##### Provided data

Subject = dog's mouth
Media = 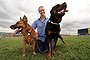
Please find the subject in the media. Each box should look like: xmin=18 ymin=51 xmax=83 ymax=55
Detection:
xmin=10 ymin=25 xmax=23 ymax=36
xmin=57 ymin=9 xmax=68 ymax=14
xmin=13 ymin=27 xmax=23 ymax=35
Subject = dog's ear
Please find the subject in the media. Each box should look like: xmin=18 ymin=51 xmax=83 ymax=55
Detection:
xmin=50 ymin=6 xmax=55 ymax=14
xmin=23 ymin=15 xmax=28 ymax=27
xmin=20 ymin=17 xmax=23 ymax=20
xmin=23 ymin=15 xmax=27 ymax=22
xmin=23 ymin=15 xmax=27 ymax=18
xmin=50 ymin=4 xmax=60 ymax=14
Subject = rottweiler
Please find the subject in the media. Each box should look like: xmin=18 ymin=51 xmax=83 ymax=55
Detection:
xmin=10 ymin=15 xmax=37 ymax=57
xmin=45 ymin=2 xmax=68 ymax=58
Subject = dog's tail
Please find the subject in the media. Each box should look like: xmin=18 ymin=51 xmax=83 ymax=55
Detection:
xmin=58 ymin=35 xmax=65 ymax=44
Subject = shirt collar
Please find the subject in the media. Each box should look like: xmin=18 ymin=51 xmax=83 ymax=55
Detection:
xmin=38 ymin=17 xmax=47 ymax=20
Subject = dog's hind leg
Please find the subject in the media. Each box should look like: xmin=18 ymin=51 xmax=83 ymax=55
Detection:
xmin=58 ymin=35 xmax=65 ymax=44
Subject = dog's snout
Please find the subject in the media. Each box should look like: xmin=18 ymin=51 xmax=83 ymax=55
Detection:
xmin=10 ymin=25 xmax=16 ymax=29
xmin=10 ymin=25 xmax=13 ymax=29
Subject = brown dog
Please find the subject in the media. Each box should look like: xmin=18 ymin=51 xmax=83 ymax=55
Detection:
xmin=10 ymin=15 xmax=37 ymax=56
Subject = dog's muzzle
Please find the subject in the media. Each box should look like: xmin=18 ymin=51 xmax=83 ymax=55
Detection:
xmin=10 ymin=24 xmax=23 ymax=35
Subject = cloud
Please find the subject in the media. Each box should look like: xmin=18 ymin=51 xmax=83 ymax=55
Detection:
xmin=0 ymin=19 xmax=13 ymax=28
xmin=0 ymin=0 xmax=37 ymax=27
xmin=61 ymin=17 xmax=90 ymax=35
xmin=0 ymin=21 xmax=11 ymax=28
xmin=0 ymin=0 xmax=90 ymax=35
xmin=14 ymin=0 xmax=36 ymax=13
xmin=0 ymin=2 xmax=12 ymax=19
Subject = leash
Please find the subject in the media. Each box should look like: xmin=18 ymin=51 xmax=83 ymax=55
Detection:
xmin=36 ymin=41 xmax=42 ymax=53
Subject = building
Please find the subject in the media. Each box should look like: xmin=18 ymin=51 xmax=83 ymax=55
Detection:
xmin=78 ymin=28 xmax=90 ymax=35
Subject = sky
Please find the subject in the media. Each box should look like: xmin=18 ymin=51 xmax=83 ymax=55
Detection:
xmin=0 ymin=0 xmax=90 ymax=35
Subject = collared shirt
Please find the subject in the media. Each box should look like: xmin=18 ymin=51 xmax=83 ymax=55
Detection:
xmin=31 ymin=17 xmax=48 ymax=42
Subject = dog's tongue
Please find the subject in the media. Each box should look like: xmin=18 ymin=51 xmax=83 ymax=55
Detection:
xmin=58 ymin=9 xmax=68 ymax=14
xmin=13 ymin=28 xmax=19 ymax=36
xmin=13 ymin=28 xmax=22 ymax=36
xmin=64 ymin=10 xmax=68 ymax=12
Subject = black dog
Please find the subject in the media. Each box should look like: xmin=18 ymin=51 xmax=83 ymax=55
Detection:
xmin=45 ymin=2 xmax=68 ymax=58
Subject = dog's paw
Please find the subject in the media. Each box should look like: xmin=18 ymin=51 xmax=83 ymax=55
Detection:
xmin=52 ymin=50 xmax=56 ymax=56
xmin=33 ymin=52 xmax=36 ymax=55
xmin=22 ymin=54 xmax=25 ymax=57
xmin=47 ymin=53 xmax=51 ymax=58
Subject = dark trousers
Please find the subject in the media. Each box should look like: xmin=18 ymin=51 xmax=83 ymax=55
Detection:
xmin=35 ymin=38 xmax=48 ymax=53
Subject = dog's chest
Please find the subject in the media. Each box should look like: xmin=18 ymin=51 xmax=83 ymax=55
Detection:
xmin=46 ymin=22 xmax=60 ymax=31
xmin=24 ymin=35 xmax=35 ymax=44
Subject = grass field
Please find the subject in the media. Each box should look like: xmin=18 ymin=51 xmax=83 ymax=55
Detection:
xmin=0 ymin=35 xmax=90 ymax=60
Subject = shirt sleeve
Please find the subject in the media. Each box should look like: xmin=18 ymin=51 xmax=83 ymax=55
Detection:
xmin=31 ymin=20 xmax=37 ymax=29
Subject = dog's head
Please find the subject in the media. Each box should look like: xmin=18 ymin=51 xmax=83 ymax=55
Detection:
xmin=10 ymin=15 xmax=28 ymax=34
xmin=49 ymin=2 xmax=68 ymax=23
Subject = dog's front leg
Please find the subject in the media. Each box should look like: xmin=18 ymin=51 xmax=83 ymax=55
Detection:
xmin=51 ymin=39 xmax=56 ymax=56
xmin=22 ymin=39 xmax=26 ymax=57
xmin=47 ymin=42 xmax=51 ymax=58
xmin=32 ymin=41 xmax=36 ymax=55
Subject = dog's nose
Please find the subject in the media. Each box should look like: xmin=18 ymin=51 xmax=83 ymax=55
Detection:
xmin=10 ymin=25 xmax=14 ymax=29
xmin=10 ymin=25 xmax=12 ymax=28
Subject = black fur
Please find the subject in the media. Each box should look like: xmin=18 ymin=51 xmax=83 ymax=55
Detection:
xmin=45 ymin=2 xmax=68 ymax=57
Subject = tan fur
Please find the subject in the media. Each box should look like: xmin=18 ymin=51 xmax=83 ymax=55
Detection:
xmin=10 ymin=15 xmax=37 ymax=56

##########

_Exercise objective:_ Show all lines in the records above that hold "shirt".

_Exercise answer:_
Subject = shirt collar
Subject = collared shirt
Subject = shirt sleeve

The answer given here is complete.